(Source data)
▼▼▼

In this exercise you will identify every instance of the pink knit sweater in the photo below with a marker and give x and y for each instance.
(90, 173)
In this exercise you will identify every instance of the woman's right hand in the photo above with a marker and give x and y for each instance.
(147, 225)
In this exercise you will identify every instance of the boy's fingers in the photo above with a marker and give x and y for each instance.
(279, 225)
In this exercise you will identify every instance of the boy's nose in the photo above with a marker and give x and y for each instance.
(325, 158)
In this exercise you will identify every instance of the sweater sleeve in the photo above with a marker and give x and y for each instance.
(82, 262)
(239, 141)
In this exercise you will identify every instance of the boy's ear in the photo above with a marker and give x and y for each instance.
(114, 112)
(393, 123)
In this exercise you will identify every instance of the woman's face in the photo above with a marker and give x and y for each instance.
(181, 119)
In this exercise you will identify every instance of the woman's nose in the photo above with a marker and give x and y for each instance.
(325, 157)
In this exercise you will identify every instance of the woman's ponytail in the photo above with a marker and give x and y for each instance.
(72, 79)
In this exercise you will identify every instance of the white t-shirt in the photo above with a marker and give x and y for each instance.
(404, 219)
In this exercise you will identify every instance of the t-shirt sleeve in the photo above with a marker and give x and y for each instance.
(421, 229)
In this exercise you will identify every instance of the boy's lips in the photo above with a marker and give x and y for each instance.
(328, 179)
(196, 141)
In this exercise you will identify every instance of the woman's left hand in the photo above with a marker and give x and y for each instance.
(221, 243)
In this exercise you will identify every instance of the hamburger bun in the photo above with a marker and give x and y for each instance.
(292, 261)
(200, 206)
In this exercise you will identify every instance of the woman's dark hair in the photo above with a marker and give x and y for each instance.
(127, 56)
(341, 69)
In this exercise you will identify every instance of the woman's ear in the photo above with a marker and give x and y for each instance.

▲▲▲

> _Assignment_
Quote, word for word, every line starting at the one that contains "the boy's ear" and ending with the final line of the entries.

> _Solution_
In this exercise you will identify every instance of the boy's ear in the photo above with a marker and give x and y for each instance.
(114, 112)
(393, 123)
In this exercise you will identify every instance of the woman's face in the photo above with a marker and give x and y for each instance.
(181, 119)
In this exercise you will identify every instance of the woman's nose in the photo above with a marker and give x and y for each instance.
(325, 157)
In this exercise you will identify every instance of the woman's ponytail in the photo above with a marker and give x and y for each instance.
(72, 79)
In this exercise you will identify every instance of the white t-shirt in the photo above with a marker and give x and y for each instance.
(404, 219)
In this exercise you will identify every instance of the t-shirt sleeve in the photo above with a marker and give x and y for each instance.
(421, 229)
In this exercise you will identify every instance of the boy's lips in the photo above with a marker and give x and y for each instance.
(328, 179)
(196, 141)
In this exercise you will identify every instance of the woman's left hand in the photo above with a marker and give x and y for each instance.
(221, 243)
In this exercise you will identify every instance of the hamburger bun in the photo above with a marker and give x and y for each instance.
(292, 261)
(200, 206)
In this exercise you will identify every instance of the woman's dark hair in the photo above with a marker and give x and y for each instance.
(127, 56)
(341, 69)
In this exercise you will identify every instance of the woman's ear in the photo above with a marker and give x and y for each instance.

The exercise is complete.